Frequently Asked Questions
Q. When can I come in for an emissions test?
A. We urge you to have your vehicle tested as soon as possible after receiving the test notice. A vehicle can also be tested up to a month early. Bring your test notice with you when you come for the test.
Q. Do I have to keep the test notice after my car has been tested?
A. You may discard your test notice after your vehicle has passed the emissions test or received a waiver for this test cycle.
Q. After my vehicle has been tested, do I need to mail anything to the Illinois Environmental Protection Agency (EPA) or the Secretary of State?
A. No, since test results are automatically recorded and transmitted. If your drivers license, license plates or both have been suspended for failure to comply with the vehicle emissions test, it will take approximately 72 hours for the suspension to clear after you pass the test or receive a waiver. Verification that the suspension has been terminated can be obtained by calling the Secretary of State's office at 1-800-252-8980. Please have your drivers license number and vehicle identification number (VIN) ready when you call.About Test Procedures
Q. What is the Illinois EPA testing for?
A. Cars are tested for the pollutants called hydrocarbons and carbon monoxide. Hydrocarbons are unburned gasoline particles that contribute to the formation of ground-level ozone often referred to as smog. Carbon monoxide is a colorless, odorless and toxic gas formed from partially burned fuel that can adversely affect mental function, visual acuity and alertness.
Q. Why do all of the accessories need to be turned off?
A. Electrical accessories can interfere with the electronic sensing of engine speed and can adversely affect the test results.
Q. Why aren't diesels tested?
A. Diesel exhaust contains relatively low levels of hydrocarbons and carbon monoxide, which are the pollutants tested for in Illinois.
Q. How much will it cost to have my vehicle tested?
A. The state of Illinois does not require the general public to pay a fee for an emission test or the issuance of a waiver.
Q. Why don't all vehicles have to be tested?
A. Based on national air quality standards,
only the Chicago and East St. Louis areas of the state have severe
ozone problems that necessitate emissions testing.
Q. What should I do if my car fails the emissions test?
A. First, see the state inspector, located at each test station, for an explanation of your test results. The state inspector will also be able to provide you information on what repairs typically are necessary to remedy your vehicle's problems.
Q. What happens if I do not comply with the vehicle emissions test?
A. Your drivers license, license plates or both will be suspended.
Q. How should I choose a repair shop?
▬▬▬
→ **What this exercise asks**:
- A) Summarize the emissions testing FAQ in two sentences.
- B) Continue the emissions testing FAQ, starting right after its final question about choosing a repair shop.
▬▬▬
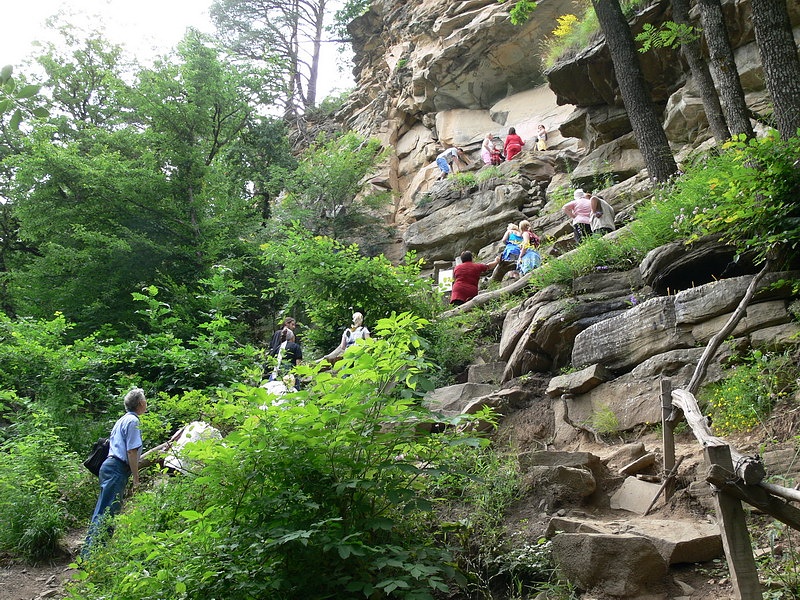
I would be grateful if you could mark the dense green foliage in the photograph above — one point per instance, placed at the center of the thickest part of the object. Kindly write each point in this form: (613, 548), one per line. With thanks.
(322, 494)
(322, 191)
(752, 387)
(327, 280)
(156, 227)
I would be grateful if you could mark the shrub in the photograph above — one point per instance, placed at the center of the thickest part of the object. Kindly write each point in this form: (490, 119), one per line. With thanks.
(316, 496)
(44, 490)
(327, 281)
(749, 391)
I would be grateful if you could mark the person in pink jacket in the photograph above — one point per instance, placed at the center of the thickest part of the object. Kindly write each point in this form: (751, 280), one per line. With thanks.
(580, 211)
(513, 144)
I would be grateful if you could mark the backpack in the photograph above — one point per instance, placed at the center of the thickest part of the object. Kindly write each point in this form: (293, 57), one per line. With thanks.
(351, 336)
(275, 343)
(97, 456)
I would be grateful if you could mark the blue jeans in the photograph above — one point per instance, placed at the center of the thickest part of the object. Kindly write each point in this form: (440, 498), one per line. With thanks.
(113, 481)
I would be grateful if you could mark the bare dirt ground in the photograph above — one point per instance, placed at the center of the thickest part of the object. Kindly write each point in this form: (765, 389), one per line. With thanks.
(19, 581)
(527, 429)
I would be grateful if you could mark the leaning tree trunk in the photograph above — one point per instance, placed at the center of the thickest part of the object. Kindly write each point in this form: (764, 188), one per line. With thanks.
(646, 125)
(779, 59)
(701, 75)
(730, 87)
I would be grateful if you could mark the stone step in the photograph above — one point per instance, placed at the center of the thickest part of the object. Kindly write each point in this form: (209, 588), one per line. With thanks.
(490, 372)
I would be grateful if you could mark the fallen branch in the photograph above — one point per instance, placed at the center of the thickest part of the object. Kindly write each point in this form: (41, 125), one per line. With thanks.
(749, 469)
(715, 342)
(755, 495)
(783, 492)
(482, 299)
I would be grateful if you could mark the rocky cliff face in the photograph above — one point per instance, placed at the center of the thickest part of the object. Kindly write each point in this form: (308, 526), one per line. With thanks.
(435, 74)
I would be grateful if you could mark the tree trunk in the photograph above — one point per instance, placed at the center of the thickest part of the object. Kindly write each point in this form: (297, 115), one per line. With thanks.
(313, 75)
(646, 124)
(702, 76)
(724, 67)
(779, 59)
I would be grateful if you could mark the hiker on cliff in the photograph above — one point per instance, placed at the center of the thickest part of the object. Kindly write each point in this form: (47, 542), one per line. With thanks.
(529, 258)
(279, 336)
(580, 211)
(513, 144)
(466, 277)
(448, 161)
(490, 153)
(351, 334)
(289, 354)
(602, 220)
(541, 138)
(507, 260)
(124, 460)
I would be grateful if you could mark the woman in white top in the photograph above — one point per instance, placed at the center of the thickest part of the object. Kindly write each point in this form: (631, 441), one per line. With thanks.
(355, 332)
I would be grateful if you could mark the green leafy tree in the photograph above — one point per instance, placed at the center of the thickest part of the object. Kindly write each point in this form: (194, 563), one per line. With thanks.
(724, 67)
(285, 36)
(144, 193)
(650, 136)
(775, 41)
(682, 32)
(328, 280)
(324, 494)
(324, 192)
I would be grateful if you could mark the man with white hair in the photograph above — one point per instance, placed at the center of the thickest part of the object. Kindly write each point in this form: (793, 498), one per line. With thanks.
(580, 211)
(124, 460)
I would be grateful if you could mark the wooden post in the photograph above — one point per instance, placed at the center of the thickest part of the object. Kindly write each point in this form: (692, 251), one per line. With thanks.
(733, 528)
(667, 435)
▬▬▬
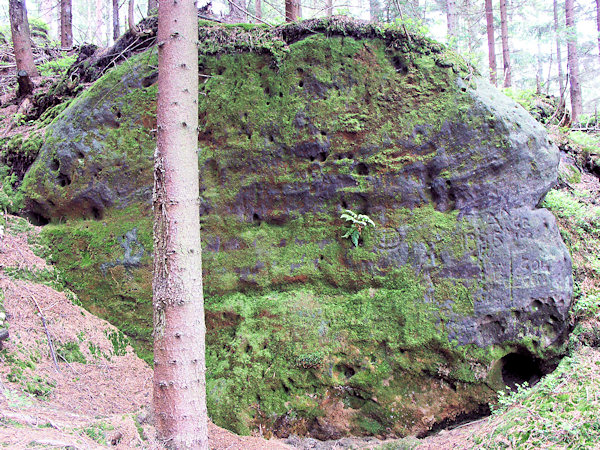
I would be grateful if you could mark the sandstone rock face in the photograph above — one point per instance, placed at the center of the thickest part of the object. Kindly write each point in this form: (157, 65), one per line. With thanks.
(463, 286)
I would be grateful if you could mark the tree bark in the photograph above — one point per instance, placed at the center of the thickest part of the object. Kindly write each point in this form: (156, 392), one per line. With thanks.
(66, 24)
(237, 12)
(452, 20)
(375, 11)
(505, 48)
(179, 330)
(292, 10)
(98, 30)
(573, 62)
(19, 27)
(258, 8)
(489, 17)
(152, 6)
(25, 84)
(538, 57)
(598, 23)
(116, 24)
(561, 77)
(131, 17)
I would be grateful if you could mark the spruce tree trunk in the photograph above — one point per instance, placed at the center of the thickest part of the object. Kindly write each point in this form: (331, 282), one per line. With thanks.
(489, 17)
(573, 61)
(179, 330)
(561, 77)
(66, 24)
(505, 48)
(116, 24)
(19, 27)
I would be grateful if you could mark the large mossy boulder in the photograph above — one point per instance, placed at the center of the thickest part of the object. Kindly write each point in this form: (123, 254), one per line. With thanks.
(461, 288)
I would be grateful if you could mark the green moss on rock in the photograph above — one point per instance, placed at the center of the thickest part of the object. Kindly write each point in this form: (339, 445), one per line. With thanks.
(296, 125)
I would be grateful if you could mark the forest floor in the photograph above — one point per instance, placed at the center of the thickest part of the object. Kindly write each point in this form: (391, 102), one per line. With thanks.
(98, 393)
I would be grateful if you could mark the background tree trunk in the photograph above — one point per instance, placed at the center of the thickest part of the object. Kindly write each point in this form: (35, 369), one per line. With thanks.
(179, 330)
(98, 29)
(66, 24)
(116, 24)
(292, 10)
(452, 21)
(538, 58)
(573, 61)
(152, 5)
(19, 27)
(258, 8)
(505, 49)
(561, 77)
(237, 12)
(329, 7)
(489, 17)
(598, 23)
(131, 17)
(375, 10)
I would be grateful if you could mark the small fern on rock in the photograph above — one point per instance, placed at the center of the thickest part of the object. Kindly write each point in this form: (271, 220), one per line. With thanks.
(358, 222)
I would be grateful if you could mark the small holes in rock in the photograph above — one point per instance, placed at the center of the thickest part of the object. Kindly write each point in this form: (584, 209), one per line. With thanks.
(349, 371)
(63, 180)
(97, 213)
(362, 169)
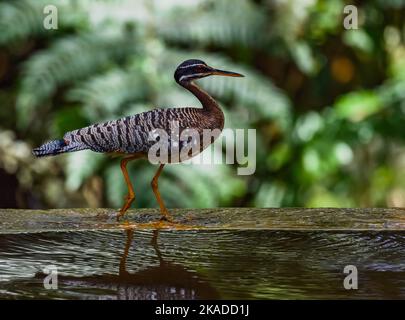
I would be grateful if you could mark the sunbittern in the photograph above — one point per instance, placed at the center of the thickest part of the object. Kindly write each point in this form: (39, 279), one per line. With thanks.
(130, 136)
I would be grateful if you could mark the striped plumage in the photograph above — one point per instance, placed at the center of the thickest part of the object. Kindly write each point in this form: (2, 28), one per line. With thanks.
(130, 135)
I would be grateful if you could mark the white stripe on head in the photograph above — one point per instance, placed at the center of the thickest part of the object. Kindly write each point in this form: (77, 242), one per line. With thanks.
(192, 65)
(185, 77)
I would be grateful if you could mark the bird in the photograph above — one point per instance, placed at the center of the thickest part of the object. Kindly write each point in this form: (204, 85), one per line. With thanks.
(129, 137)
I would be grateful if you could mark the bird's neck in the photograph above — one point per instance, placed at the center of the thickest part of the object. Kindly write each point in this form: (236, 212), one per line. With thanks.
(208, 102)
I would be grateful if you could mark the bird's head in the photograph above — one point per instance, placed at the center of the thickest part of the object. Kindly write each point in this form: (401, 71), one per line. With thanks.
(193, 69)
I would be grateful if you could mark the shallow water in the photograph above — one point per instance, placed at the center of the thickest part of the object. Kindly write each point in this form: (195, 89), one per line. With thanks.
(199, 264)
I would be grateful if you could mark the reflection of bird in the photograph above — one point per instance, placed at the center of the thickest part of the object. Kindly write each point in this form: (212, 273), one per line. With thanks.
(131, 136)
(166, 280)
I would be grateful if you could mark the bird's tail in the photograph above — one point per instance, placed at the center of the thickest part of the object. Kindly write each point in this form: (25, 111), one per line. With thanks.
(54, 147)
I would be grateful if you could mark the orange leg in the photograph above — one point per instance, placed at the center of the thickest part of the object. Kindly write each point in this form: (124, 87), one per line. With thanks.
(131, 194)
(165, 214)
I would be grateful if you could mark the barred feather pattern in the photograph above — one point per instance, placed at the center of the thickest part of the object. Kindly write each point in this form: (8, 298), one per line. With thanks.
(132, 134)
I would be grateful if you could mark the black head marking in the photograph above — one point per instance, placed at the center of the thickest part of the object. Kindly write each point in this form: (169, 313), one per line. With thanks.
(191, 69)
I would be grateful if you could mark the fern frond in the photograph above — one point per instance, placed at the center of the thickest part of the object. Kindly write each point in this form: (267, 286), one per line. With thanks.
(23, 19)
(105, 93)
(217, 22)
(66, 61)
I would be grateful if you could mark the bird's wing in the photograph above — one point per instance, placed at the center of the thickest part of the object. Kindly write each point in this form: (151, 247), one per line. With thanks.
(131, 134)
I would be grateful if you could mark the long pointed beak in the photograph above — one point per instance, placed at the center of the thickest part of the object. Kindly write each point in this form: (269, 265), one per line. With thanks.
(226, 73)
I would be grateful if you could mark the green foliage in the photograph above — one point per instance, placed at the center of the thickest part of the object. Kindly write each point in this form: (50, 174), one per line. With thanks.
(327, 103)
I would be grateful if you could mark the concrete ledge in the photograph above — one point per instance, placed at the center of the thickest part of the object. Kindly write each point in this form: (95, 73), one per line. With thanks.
▬▬▬
→ **Results**:
- A) The Illinois EPA tests cars for hydrocarbons and carbon monoxide, and it does so only in the Chicago and East St. Louis areas, at no fee to the public. Owners should bring their test notice soon after receiving it, results are recorded and transmitted automatically, a failing owner should see the state inspector at the test station, and failure to comply leads to suspension of the drivers license, license plates or both.

- B)
A. We recommend that you seek a technician who is trained and experienced in emission system diagnosis and repair. Many technicians are certified by the vehicle manufacturer, and the National Institute for Automotive Service Excellence. Seek a shop with a four-gas-emissions analyzer that is regularly calibrated. The shop should be willing to guarantee work and have a refund policy.
-Back to Day 5a Lesson-
Gasoline-powered engines produce emissions that form ground-level ozone (smog), a respiratory irritant that can be harmful to humans. Ozone can cause eye and throat irritations and can damage breathing passages, making it difficult for the lungs to work. This pollutant is prevalent in major metropolitan regions, including Chicago and East St. Louis.
As Illinois struggled during the late 1970s and the early 1980s to come to terms with ozone problems, it became evident that federal and state ozone health requirements could not be attained without implementing some type of vehicle emission testing program. In 1983, the U.S.
Environmental Protection Agency (EPA) began formal sanctions to withhold federal highway funding from Illinois for failure to institute such a program. In response to these sanctions, the Illinois EPA Vehicle Emissions Testing Program was initiated.
Since the program started in 1986, vehicles have become less polluting, but still contribute as much as 50 percent of the emissions that form ozone in urban areas. As more vehicles are now equipped with an array of computer-controlled components that reduce pollution, enhancements to vehicle emissions tests will be necessary to effectively identify excessive emissions.
Ozone is formed near the ground, ozone is formed in a three-step process:
1. Gasoline, paints and solvents evaporate, releasing reactive organic compounds.
2. Cars and factories burn fossil fuels, releasing nitrogen oxide gases.
3. Heat and sunlight trigger a chemical reaction between these emissions, transforming them into ozone.